■ Problem statement
Exactly as written, transcribe each line of the listing.

■ Material for this exercise
---*---

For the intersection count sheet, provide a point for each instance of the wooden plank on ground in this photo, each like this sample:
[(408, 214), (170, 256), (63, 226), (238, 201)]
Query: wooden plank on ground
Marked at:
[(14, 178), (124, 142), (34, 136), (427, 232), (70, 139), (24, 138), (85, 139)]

---*---

■ Task response
For the intersection count sheet, provide a point for each instance of the wooden plank on ground in this photo, each like this sample:
[(408, 214), (170, 256), (63, 226), (238, 201)]
Query: wooden plank on ground
Marked at:
[(14, 178), (124, 142), (34, 136), (427, 232), (70, 139), (24, 138), (85, 139)]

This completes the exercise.